WORK ITEM> Among these records, which lines include "below"? Copy them out.

[Records from a dataset]
++++
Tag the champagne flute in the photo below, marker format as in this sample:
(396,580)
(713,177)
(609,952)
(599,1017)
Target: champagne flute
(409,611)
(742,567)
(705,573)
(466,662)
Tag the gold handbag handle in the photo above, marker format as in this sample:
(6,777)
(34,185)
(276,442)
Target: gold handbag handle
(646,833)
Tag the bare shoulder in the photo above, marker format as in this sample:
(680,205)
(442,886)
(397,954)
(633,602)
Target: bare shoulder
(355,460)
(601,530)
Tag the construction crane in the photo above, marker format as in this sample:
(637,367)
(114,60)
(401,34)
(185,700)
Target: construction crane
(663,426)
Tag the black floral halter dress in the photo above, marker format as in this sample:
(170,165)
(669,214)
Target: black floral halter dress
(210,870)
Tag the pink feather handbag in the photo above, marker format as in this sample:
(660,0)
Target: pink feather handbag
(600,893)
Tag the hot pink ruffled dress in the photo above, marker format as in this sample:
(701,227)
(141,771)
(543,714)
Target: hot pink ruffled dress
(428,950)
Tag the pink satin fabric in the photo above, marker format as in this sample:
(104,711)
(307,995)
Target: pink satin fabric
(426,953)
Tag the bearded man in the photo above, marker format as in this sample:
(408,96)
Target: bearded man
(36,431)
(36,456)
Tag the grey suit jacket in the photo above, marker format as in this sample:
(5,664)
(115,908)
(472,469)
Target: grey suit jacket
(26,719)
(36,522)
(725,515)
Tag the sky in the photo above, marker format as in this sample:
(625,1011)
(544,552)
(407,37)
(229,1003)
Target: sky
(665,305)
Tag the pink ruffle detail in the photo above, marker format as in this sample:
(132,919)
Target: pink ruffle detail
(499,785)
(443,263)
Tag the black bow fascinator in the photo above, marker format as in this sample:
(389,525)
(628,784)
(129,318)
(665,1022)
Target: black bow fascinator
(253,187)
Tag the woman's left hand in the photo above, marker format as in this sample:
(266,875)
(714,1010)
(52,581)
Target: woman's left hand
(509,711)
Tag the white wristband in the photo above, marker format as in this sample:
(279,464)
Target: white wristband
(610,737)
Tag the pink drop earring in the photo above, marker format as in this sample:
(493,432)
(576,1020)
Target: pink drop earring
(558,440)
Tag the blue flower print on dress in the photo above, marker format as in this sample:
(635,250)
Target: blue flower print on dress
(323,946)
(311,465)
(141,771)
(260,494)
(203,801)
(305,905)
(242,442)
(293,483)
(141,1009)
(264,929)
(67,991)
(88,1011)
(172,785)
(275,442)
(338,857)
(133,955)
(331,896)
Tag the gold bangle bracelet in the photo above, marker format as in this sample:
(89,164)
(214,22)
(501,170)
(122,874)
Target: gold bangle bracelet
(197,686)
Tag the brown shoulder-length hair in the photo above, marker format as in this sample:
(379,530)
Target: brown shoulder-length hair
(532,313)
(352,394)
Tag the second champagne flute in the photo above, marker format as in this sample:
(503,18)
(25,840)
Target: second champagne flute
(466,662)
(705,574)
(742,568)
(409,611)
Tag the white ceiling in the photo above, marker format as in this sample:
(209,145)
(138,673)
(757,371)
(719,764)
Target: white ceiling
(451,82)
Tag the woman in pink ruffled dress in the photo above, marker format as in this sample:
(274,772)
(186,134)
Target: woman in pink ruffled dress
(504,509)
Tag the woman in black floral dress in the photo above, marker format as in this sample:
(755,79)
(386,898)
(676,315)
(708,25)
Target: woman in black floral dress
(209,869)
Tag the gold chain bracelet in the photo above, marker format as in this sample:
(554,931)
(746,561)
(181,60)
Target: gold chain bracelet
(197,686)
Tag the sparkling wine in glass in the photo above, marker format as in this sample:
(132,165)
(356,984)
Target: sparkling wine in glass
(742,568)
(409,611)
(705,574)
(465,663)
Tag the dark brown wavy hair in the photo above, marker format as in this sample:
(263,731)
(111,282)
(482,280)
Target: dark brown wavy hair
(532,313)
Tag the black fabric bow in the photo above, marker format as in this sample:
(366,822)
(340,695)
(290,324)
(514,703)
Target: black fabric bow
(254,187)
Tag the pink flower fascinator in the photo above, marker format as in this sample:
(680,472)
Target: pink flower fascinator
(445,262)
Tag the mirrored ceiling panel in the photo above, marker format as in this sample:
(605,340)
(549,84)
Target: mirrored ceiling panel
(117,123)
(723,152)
++++
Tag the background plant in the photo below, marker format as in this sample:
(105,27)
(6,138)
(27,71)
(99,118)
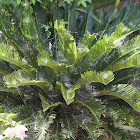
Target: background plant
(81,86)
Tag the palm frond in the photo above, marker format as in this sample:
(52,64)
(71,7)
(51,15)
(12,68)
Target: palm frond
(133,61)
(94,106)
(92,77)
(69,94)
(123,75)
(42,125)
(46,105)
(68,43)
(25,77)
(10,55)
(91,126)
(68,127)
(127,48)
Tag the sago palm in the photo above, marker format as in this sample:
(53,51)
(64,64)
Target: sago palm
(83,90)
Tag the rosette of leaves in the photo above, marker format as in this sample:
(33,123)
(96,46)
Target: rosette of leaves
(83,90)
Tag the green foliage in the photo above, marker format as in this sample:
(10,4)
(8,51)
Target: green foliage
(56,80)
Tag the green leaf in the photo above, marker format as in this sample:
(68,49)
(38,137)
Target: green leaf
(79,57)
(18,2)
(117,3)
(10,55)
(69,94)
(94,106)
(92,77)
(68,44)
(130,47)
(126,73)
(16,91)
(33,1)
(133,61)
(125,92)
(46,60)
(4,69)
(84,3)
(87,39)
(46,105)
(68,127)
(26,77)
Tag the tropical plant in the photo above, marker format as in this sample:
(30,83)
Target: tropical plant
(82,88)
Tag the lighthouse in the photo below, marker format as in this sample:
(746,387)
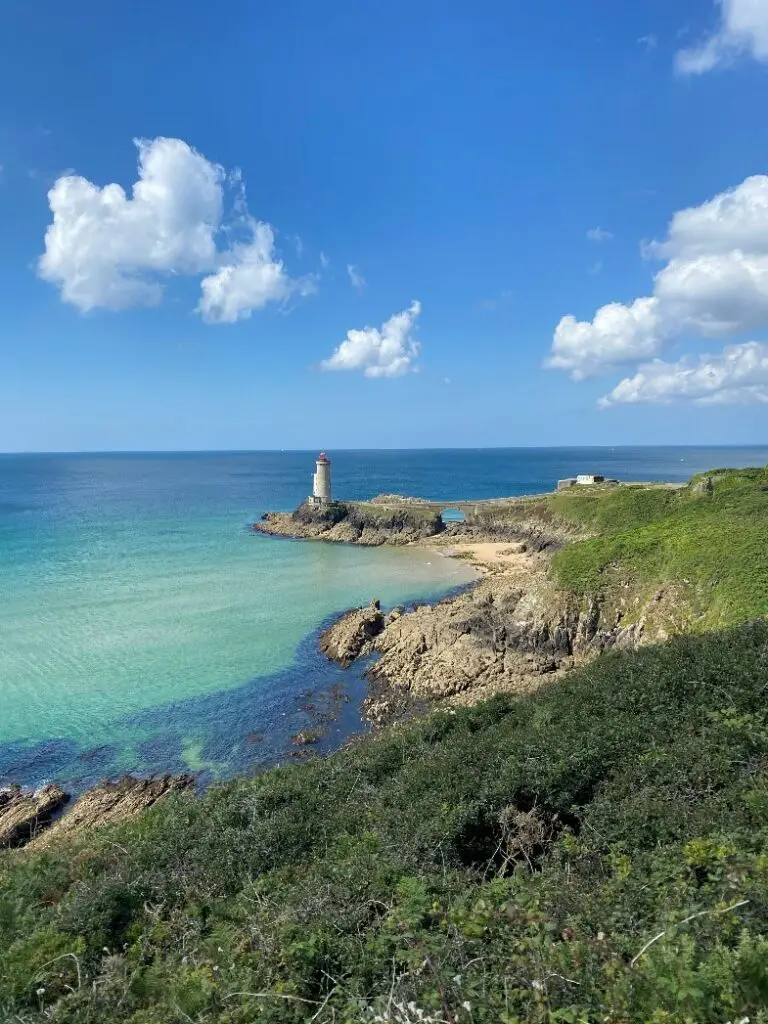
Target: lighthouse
++++
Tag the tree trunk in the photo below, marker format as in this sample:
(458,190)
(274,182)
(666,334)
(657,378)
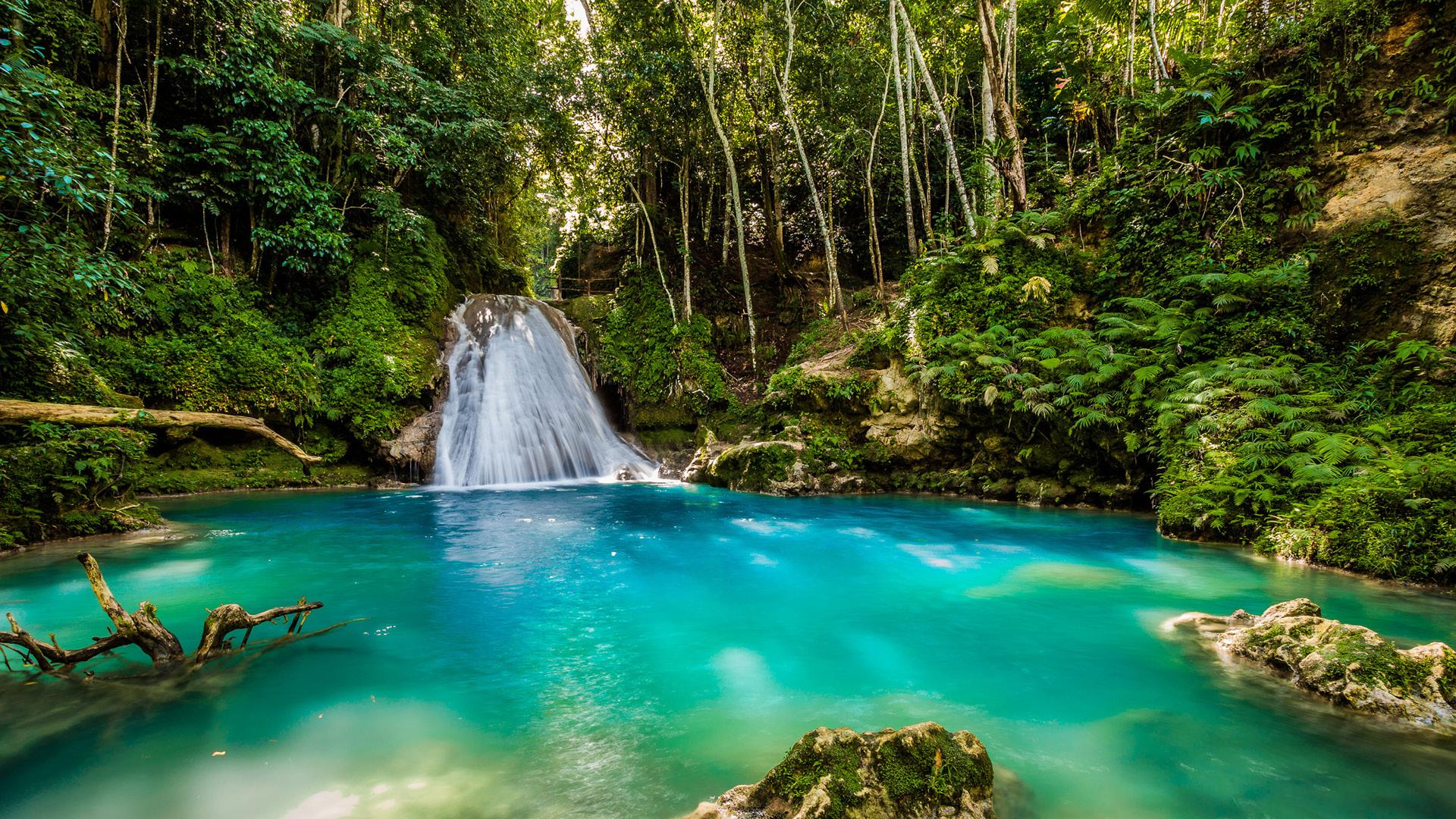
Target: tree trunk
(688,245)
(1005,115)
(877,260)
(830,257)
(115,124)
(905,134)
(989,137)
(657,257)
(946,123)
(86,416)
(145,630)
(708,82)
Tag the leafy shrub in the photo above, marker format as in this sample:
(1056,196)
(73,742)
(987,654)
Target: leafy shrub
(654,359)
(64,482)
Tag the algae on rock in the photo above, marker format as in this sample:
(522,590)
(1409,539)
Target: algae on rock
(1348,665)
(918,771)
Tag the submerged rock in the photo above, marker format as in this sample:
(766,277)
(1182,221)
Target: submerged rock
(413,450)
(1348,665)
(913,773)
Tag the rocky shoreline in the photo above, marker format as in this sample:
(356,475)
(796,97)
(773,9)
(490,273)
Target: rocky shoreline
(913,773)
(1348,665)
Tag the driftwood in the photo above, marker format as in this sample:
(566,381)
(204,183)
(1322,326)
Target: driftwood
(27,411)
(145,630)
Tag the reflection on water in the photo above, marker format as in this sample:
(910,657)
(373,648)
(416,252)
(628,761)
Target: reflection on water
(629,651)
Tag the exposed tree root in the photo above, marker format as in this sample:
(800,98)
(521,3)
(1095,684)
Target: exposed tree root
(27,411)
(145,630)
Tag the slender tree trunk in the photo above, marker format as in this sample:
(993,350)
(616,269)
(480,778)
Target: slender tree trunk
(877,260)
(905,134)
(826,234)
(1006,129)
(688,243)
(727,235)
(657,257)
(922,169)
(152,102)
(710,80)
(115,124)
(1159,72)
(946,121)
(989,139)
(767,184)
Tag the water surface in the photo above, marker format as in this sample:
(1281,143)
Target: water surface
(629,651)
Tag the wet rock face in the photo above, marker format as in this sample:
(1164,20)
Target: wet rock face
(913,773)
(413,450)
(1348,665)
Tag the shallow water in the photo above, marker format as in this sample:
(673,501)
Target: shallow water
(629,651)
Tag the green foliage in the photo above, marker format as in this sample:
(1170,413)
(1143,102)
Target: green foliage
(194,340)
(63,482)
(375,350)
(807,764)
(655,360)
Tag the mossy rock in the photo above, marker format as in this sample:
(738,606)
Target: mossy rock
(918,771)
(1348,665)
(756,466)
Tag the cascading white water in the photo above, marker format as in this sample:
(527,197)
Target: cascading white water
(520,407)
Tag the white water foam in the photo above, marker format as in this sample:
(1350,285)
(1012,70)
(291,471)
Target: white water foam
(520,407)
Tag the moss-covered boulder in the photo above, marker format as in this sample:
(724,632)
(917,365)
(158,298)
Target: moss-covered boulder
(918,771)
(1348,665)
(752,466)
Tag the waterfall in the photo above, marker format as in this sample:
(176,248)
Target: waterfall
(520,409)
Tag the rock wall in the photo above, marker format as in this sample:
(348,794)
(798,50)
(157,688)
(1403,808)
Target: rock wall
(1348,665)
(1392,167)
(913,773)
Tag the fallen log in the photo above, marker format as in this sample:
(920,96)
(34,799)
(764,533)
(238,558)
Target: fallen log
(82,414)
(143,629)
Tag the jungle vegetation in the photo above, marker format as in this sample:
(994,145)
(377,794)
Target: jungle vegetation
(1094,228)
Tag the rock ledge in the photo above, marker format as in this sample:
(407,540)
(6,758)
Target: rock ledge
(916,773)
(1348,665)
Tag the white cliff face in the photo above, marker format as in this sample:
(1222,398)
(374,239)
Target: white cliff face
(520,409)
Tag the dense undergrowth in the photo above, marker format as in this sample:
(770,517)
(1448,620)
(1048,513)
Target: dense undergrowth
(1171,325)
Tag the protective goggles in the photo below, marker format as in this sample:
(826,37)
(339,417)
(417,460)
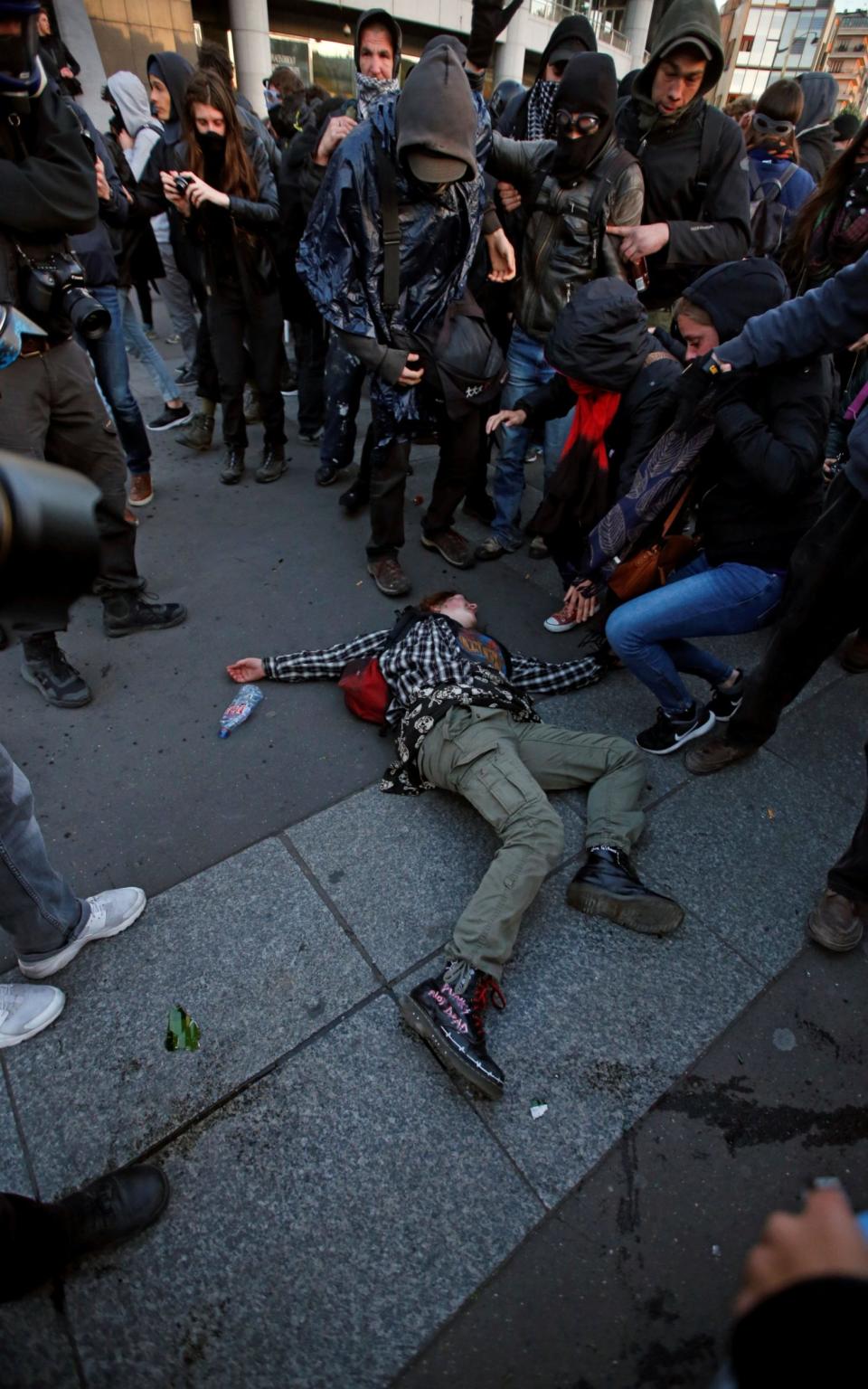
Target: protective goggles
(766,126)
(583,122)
++++
WRITTEN RESPONSE>
Tag the champagne flute in the photo below, marker format as in this sample:
Tag the background plant in the photo below, marker format as in this sample:
Tag the lighthouse in the photo below, marker format as in this sample:
Tag the tree trunk in the photo below, marker format as in this sample:
Tag the protective goggles in the photo below, marker format as in this sample:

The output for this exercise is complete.